### WRITTEN TASK
Render each line of the listing below as a row in a Markdown table with the columns "No." and "Line," skipping blank lines and leaving out the pictures.

Stored entries
*****

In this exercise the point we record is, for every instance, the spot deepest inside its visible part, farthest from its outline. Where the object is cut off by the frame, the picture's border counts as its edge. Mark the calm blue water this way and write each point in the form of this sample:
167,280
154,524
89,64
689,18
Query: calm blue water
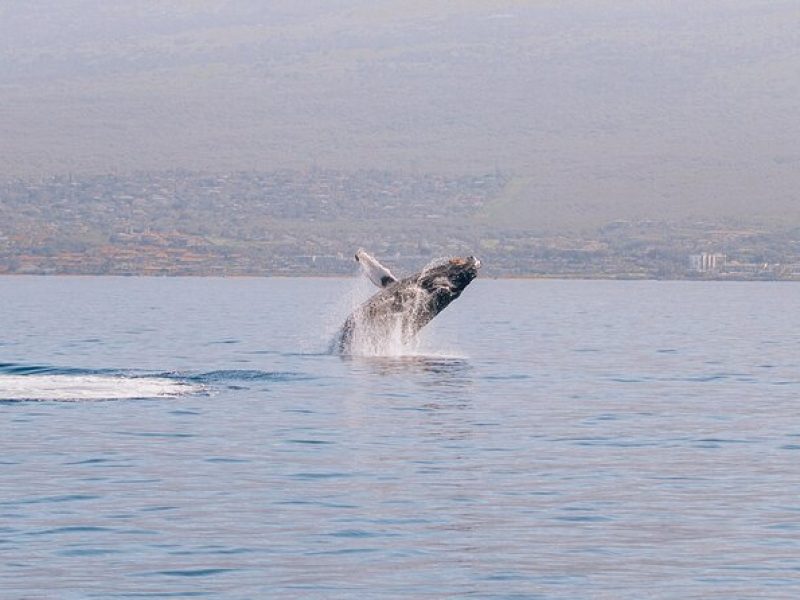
551,439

*****

### SOLUTION TO THE PROBLEM
| No. | Line |
|---|---|
| 1 | In this exercise the point we record is, for every instance, the spot deepest inside its visible part, farthest from its outline. Where the object is cut off by the frame, the picture's border counts as its edge. Mark the calm blue water this way and write each point in the form of this sample: |
| 2 | 167,280 |
| 3 | 154,524 |
| 4 | 89,64 |
| 5 | 689,18 |
| 6 | Query: calm blue water |
| 7 | 551,439 |